• [Extracted text]

..........

Every day now I crawl out of bed, pull on a thermal shirt, another thermal shirt, a blue wool sweater, a sweatshirt, two pairs of socks, and my favorite mucklucks. I then gingerly open the bedroom door...and promptly freeze my patootie clean off.

That's right. Every morning, my keister falls to the floor and rolls under the couch where Lila barks at it ("Look! A! Butt! Un! Der! The! Couch! Look! Look! LOOK!") until I retrieve it and dust it off and re-attach it with a good hot shower.

You think I exaggerate, but that's exactly how I lost my left toe the other day too.

Now this may sound like the lead-in to a massive complaint fiesta about how cold it is (for a welcome change, probably) but it's not. The truth is, I don't mind losing body parts to the extreme arctic conditions of our kitchen during the winter because, even though everyone agrees six summers has earned me the right to call myself a Tucsonan, I still much prefer extreme cold to extreme heat.

"Then why the crap am I still reading about how you live in southern Arizona?" you ask.

Yes. Well.

First of all, how would your mother like it if she knew you talked that way?

..........

• [Tasks]
1. Answer these about the winter-morning post:
(a) How many pairs of socks does the writer pull on?
(b) Where does the writer's keister roll each morning?
(c) How many summers have earned the writer the right to be called a Tucsonan?
2. Carry the winter-morning post forward from its final line, in the same joking voice.

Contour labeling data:
..........

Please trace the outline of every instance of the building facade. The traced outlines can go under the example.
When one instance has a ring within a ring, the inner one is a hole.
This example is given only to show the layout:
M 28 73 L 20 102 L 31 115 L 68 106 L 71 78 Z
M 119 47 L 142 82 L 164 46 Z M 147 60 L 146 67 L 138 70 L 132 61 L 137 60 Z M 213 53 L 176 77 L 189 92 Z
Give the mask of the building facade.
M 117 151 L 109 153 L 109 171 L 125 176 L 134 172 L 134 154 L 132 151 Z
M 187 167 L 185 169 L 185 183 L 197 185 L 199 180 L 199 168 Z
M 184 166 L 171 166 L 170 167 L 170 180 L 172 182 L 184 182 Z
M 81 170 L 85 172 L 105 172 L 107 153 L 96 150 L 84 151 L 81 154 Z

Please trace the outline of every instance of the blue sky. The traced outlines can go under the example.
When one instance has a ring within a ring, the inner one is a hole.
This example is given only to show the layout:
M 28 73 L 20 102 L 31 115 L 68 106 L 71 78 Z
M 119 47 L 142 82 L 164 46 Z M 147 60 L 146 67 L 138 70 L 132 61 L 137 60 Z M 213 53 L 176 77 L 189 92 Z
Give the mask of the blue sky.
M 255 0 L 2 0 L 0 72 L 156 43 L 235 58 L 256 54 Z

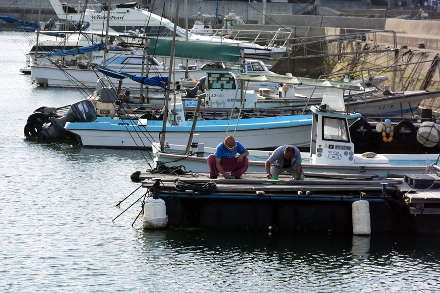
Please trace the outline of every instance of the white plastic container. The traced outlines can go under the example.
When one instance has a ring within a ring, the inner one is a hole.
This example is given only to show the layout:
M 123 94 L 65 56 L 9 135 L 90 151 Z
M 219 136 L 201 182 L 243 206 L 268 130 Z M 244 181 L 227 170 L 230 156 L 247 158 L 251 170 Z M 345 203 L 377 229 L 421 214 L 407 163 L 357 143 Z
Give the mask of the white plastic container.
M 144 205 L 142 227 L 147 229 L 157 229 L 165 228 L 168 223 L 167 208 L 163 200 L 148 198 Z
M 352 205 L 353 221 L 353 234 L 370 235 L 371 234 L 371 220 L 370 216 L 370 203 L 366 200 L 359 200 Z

..........

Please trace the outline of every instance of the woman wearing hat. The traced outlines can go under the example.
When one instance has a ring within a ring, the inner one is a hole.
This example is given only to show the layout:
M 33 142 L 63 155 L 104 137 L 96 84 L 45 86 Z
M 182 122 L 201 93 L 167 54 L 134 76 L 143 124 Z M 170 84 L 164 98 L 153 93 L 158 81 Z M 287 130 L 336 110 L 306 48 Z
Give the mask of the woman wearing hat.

..........

• [Answers to each task]
1.
(a) Two.
(b) Under the couch.
(c) Six.

2.
And secondly, there's the matter of the Guatemalan. Now, Guatemalans as a group seem to be highly adaptable and entrepreneurial folks. Someday I will finish my "Field Guide to Guatemalans" which hopefully will facilitate a clearer understanding of the hardy Guatemelan spirit. For the moment, know that my personal Guatemalan is perhaps even hardier than most of his kind, and that you should be pretty impressed by that. His muscley Guatamala-ness is truly inspiring.

The Guatemalan has an enviable ability to deal with extreme conditions. He loves the heat. As far as I can tell, the hotter the better. I have never seen him freak out when it hits 103 degrees again and it's humid and the power goes out not that it matters because the swamp cooler doesn't work in July anyway...! Not once. He loves to sweat. He loves to suffer. It makes him feel clean or alive or well-oxygenated or something.

He also loves to be cold. For fun, he once backpacked through the Himalayas for weeks. He remembers that it was pretty cold. "Optimal temperature" is probably a way to swear for him, for all I know. Engaging in activities that leave me unable to blink - such as leaping naked into icy mountain streams merely cause him to dance about and shout "WHOOO!" with a giant slap-happy grin. I have never seen him lose his patootie to the cold. Although I may have missed it while I looked for my own.

So why am I still in southern Arizona? Obviously I have fallen in with the wrong crowd. A crowd named Raphael who cares not for conditions of climate. Drought? Pshaw. Floods? Minor, although extremely wet, obstacles. Nine hours of low desert survey in the middle of August with nothing but a Nalgene bottle and a hole-y bandana? Bring it on!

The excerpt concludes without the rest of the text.